| Dataset entries |
-*-

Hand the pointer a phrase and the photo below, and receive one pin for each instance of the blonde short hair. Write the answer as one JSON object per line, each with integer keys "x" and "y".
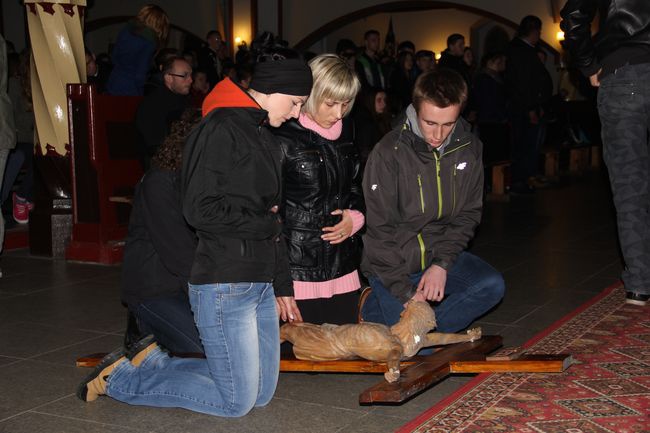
{"x": 156, "y": 19}
{"x": 333, "y": 79}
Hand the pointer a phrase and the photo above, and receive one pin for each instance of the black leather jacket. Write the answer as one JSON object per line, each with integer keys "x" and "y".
{"x": 624, "y": 24}
{"x": 320, "y": 176}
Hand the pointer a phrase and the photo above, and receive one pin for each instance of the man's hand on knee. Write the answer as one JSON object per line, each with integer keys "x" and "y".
{"x": 432, "y": 284}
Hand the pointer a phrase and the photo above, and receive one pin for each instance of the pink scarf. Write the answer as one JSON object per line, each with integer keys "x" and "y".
{"x": 331, "y": 134}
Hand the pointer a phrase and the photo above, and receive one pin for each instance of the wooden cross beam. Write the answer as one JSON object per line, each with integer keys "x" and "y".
{"x": 421, "y": 372}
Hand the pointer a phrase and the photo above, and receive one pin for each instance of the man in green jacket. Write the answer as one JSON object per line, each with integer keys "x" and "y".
{"x": 423, "y": 187}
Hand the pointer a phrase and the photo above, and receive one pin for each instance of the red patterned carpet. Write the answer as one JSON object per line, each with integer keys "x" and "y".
{"x": 607, "y": 389}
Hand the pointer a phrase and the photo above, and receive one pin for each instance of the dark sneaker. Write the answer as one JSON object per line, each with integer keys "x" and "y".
{"x": 636, "y": 298}
{"x": 94, "y": 384}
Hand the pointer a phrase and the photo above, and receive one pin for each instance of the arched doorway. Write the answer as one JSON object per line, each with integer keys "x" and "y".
{"x": 408, "y": 6}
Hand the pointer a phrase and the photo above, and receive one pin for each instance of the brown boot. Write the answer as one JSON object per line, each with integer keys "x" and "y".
{"x": 141, "y": 349}
{"x": 362, "y": 300}
{"x": 94, "y": 384}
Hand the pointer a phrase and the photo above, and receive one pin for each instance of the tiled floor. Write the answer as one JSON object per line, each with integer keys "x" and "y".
{"x": 556, "y": 250}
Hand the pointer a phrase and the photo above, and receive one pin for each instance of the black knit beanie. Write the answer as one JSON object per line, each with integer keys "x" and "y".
{"x": 288, "y": 76}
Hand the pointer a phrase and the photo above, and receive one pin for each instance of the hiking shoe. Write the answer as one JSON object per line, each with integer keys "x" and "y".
{"x": 139, "y": 350}
{"x": 636, "y": 298}
{"x": 21, "y": 209}
{"x": 94, "y": 384}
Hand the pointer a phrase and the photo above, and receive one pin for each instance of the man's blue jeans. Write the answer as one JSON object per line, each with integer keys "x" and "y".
{"x": 171, "y": 321}
{"x": 473, "y": 287}
{"x": 238, "y": 325}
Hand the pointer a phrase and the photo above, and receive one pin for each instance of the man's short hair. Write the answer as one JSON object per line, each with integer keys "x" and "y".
{"x": 453, "y": 38}
{"x": 529, "y": 24}
{"x": 169, "y": 63}
{"x": 369, "y": 33}
{"x": 422, "y": 54}
{"x": 406, "y": 45}
{"x": 442, "y": 88}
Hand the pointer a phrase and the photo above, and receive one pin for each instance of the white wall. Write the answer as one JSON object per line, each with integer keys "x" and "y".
{"x": 14, "y": 23}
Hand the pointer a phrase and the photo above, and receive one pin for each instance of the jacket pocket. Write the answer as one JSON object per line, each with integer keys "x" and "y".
{"x": 305, "y": 249}
{"x": 309, "y": 165}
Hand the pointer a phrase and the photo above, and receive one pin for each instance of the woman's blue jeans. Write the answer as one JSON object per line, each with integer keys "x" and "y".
{"x": 238, "y": 325}
{"x": 473, "y": 287}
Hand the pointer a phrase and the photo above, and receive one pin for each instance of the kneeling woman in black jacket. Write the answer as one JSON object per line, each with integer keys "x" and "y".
{"x": 322, "y": 201}
{"x": 231, "y": 185}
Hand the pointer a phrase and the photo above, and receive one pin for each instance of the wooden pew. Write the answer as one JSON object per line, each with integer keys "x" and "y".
{"x": 499, "y": 175}
{"x": 579, "y": 159}
{"x": 105, "y": 165}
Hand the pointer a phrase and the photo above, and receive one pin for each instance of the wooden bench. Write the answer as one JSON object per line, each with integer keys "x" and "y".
{"x": 552, "y": 164}
{"x": 105, "y": 166}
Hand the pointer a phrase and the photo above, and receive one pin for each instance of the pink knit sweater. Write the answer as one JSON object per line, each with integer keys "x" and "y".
{"x": 348, "y": 282}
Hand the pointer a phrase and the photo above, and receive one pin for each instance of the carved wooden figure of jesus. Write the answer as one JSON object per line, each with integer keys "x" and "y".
{"x": 372, "y": 341}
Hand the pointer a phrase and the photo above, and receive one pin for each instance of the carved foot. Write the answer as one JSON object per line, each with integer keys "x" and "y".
{"x": 391, "y": 375}
{"x": 474, "y": 333}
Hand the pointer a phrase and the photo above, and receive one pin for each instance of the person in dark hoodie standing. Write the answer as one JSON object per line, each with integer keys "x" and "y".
{"x": 423, "y": 187}
{"x": 231, "y": 188}
{"x": 452, "y": 57}
{"x": 134, "y": 49}
{"x": 163, "y": 106}
{"x": 530, "y": 87}
{"x": 617, "y": 61}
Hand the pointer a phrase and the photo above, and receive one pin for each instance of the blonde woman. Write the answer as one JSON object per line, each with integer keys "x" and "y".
{"x": 134, "y": 49}
{"x": 322, "y": 201}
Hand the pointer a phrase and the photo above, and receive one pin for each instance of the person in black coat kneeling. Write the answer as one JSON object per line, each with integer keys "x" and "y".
{"x": 159, "y": 250}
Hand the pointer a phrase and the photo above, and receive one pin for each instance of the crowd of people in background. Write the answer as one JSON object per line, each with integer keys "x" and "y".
{"x": 279, "y": 184}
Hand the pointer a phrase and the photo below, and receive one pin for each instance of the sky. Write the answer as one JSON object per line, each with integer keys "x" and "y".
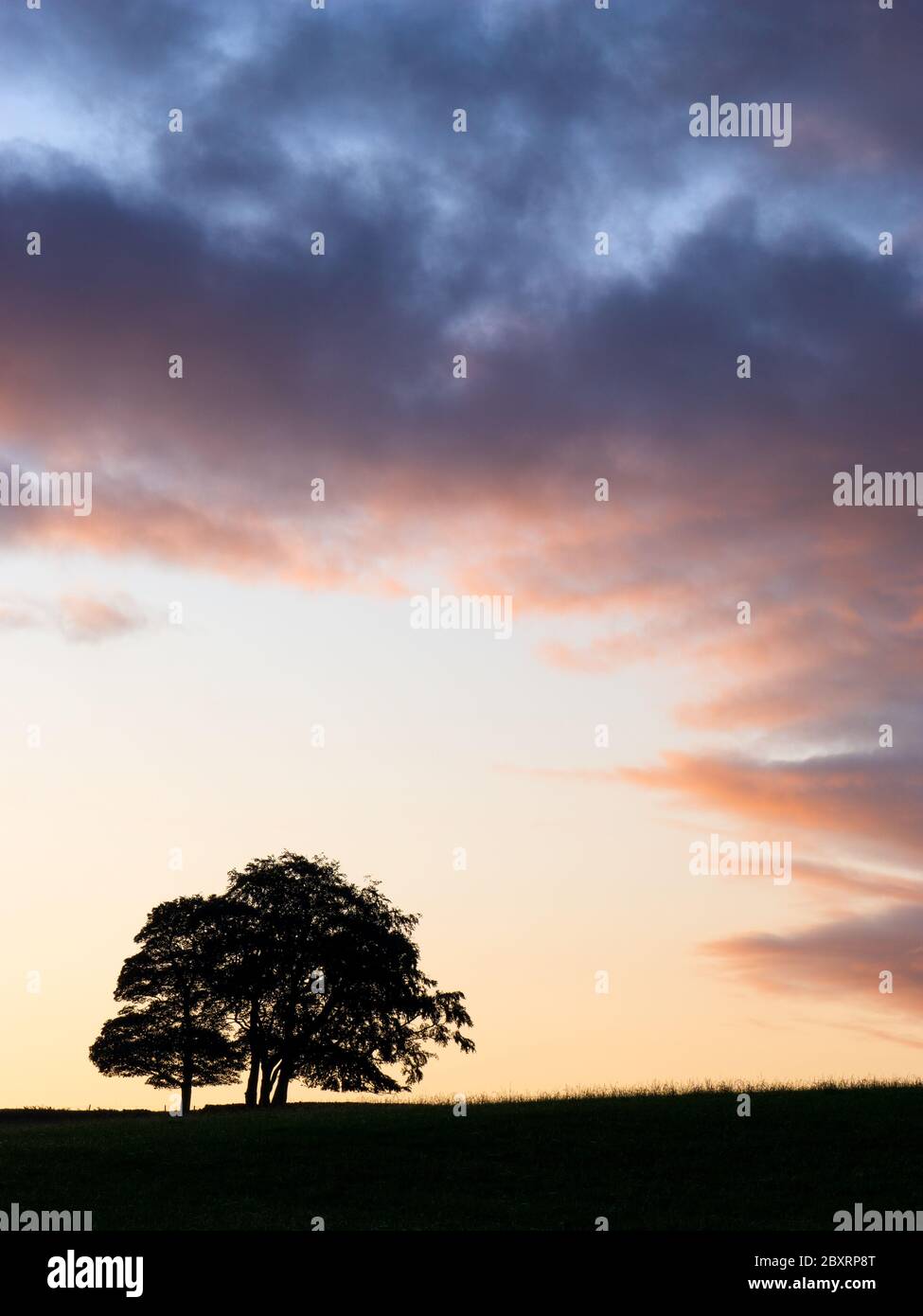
{"x": 215, "y": 665}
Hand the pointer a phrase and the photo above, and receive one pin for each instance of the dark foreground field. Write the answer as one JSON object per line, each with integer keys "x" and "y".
{"x": 683, "y": 1161}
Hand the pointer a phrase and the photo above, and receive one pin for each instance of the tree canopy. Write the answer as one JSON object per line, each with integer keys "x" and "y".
{"x": 295, "y": 974}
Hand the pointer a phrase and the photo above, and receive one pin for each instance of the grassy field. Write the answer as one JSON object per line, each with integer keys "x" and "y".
{"x": 646, "y": 1161}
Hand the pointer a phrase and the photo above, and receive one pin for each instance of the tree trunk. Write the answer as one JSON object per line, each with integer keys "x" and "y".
{"x": 266, "y": 1086}
{"x": 280, "y": 1094}
{"x": 253, "y": 1079}
{"x": 186, "y": 1092}
{"x": 186, "y": 1087}
{"x": 256, "y": 1056}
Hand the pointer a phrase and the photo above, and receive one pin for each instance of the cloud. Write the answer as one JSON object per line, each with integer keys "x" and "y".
{"x": 75, "y": 616}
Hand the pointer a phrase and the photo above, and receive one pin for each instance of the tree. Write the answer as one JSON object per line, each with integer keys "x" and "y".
{"x": 175, "y": 1031}
{"x": 326, "y": 985}
{"x": 293, "y": 971}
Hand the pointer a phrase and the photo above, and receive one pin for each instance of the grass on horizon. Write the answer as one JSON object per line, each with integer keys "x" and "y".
{"x": 656, "y": 1158}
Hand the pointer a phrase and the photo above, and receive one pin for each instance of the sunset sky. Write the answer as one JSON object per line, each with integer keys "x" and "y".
{"x": 130, "y": 735}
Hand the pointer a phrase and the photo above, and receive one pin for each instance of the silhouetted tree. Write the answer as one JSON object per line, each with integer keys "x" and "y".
{"x": 326, "y": 982}
{"x": 175, "y": 1029}
{"x": 295, "y": 971}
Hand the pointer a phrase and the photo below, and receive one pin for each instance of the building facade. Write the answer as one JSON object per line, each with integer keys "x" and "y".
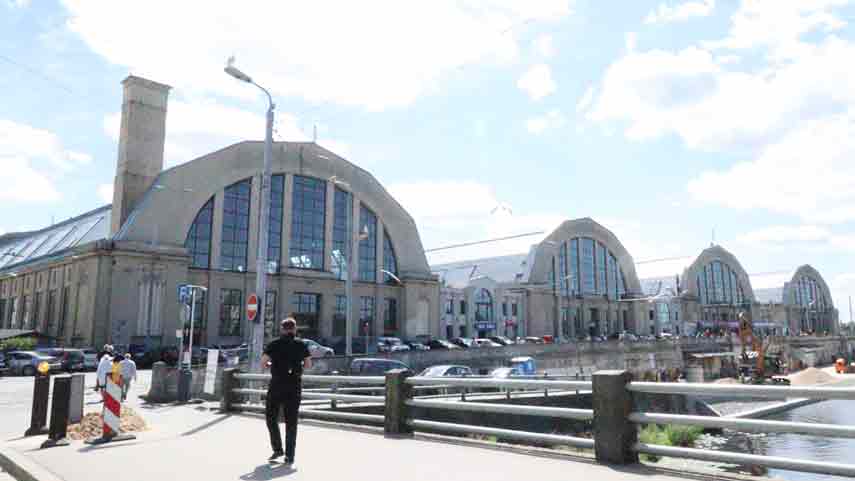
{"x": 112, "y": 275}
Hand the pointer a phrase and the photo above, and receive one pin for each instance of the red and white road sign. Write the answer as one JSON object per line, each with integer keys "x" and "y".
{"x": 252, "y": 307}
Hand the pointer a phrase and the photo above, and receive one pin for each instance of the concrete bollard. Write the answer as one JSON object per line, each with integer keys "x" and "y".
{"x": 75, "y": 404}
{"x": 59, "y": 412}
{"x": 38, "y": 418}
{"x": 614, "y": 434}
{"x": 397, "y": 394}
{"x": 229, "y": 383}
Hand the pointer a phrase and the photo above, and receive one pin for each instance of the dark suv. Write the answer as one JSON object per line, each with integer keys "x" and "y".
{"x": 71, "y": 359}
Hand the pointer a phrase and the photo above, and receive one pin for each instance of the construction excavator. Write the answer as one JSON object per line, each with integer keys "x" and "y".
{"x": 758, "y": 366}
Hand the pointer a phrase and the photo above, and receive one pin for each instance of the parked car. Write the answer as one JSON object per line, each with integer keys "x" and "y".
{"x": 90, "y": 359}
{"x": 416, "y": 345}
{"x": 504, "y": 372}
{"x": 391, "y": 344}
{"x": 441, "y": 344}
{"x": 26, "y": 362}
{"x": 357, "y": 345}
{"x": 374, "y": 367}
{"x": 504, "y": 341}
{"x": 447, "y": 370}
{"x": 463, "y": 342}
{"x": 482, "y": 342}
{"x": 317, "y": 350}
{"x": 71, "y": 359}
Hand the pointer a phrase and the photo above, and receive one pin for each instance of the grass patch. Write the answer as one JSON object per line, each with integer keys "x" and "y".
{"x": 668, "y": 435}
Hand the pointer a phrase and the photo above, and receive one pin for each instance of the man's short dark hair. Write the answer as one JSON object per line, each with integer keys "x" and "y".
{"x": 289, "y": 324}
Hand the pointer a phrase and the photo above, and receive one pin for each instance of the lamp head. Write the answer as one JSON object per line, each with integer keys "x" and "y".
{"x": 235, "y": 72}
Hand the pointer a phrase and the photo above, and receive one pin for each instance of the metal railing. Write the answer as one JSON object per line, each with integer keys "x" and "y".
{"x": 613, "y": 416}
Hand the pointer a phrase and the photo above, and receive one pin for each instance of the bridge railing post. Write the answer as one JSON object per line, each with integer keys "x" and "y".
{"x": 396, "y": 410}
{"x": 229, "y": 383}
{"x": 614, "y": 434}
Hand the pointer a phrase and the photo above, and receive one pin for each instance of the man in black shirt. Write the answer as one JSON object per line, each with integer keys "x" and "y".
{"x": 286, "y": 357}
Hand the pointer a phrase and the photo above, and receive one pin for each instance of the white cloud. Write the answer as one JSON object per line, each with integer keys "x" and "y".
{"x": 454, "y": 212}
{"x": 537, "y": 82}
{"x": 553, "y": 119}
{"x": 374, "y": 55}
{"x": 32, "y": 160}
{"x": 105, "y": 193}
{"x": 544, "y": 46}
{"x": 681, "y": 12}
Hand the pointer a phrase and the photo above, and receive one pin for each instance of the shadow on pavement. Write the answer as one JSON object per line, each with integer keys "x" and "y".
{"x": 267, "y": 471}
{"x": 206, "y": 425}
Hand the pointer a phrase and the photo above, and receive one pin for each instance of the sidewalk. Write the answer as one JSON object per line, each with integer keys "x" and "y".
{"x": 189, "y": 442}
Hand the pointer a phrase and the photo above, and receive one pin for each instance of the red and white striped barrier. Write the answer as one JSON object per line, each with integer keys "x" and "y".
{"x": 112, "y": 413}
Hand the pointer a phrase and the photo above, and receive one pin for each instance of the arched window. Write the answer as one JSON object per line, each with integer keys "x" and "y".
{"x": 390, "y": 262}
{"x": 198, "y": 242}
{"x": 235, "y": 240}
{"x": 483, "y": 308}
{"x": 307, "y": 223}
{"x": 367, "y": 246}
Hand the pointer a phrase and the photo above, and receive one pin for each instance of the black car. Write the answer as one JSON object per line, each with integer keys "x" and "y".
{"x": 440, "y": 344}
{"x": 71, "y": 359}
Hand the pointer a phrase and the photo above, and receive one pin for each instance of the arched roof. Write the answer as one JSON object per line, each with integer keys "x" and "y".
{"x": 584, "y": 227}
{"x": 191, "y": 185}
{"x": 806, "y": 270}
{"x": 717, "y": 253}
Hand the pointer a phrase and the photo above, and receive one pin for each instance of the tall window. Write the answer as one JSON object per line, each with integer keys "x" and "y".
{"x": 63, "y": 312}
{"x": 390, "y": 262}
{"x": 271, "y": 327}
{"x": 601, "y": 269}
{"x": 307, "y": 223}
{"x": 274, "y": 223}
{"x": 574, "y": 266}
{"x": 368, "y": 246}
{"x": 307, "y": 309}
{"x": 390, "y": 316}
{"x": 562, "y": 269}
{"x": 587, "y": 266}
{"x": 231, "y": 308}
{"x": 339, "y": 318}
{"x": 198, "y": 241}
{"x": 235, "y": 226}
{"x": 366, "y": 316}
{"x": 50, "y": 315}
{"x": 341, "y": 236}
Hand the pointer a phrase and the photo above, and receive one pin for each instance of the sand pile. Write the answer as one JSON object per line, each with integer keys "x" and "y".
{"x": 91, "y": 426}
{"x": 809, "y": 377}
{"x": 726, "y": 380}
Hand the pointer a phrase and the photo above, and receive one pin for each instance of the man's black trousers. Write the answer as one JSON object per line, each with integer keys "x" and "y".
{"x": 287, "y": 399}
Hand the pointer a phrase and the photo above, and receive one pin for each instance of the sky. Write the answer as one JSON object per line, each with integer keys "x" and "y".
{"x": 675, "y": 124}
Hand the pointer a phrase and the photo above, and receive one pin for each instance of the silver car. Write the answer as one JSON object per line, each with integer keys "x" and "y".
{"x": 26, "y": 363}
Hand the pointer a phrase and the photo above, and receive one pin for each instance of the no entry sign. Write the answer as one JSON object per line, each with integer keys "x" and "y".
{"x": 252, "y": 307}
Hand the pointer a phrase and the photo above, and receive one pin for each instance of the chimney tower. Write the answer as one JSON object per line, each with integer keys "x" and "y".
{"x": 141, "y": 140}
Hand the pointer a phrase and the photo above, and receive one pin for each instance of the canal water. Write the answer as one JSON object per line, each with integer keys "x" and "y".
{"x": 795, "y": 446}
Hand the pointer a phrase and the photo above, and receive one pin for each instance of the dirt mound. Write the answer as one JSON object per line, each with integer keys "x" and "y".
{"x": 91, "y": 426}
{"x": 810, "y": 376}
{"x": 726, "y": 380}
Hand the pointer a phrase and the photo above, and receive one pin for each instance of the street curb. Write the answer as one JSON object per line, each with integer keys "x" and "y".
{"x": 22, "y": 468}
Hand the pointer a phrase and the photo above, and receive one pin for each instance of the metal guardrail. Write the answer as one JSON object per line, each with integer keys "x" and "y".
{"x": 613, "y": 417}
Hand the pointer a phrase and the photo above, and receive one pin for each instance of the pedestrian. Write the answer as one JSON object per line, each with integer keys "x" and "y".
{"x": 286, "y": 357}
{"x": 128, "y": 368}
{"x": 105, "y": 365}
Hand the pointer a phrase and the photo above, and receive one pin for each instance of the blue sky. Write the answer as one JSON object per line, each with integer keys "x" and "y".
{"x": 662, "y": 120}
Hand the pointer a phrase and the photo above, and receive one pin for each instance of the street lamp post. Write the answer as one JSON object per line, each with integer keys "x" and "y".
{"x": 257, "y": 327}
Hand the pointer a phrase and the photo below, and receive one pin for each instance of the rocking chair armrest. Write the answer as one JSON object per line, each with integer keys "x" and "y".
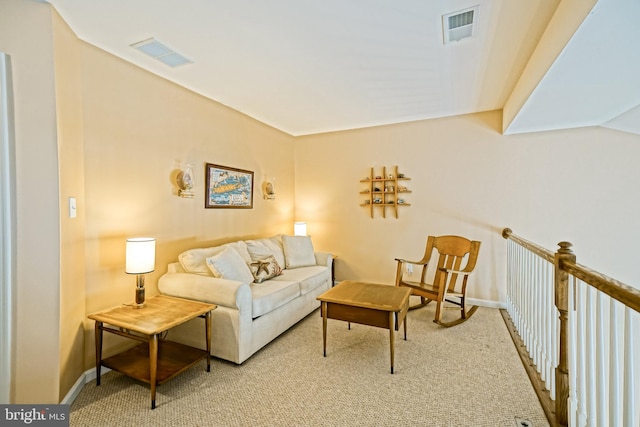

-*-

| Instruction |
Count the lines in the rows above that contain the string "post", and reply with the number alone.

| Full output |
2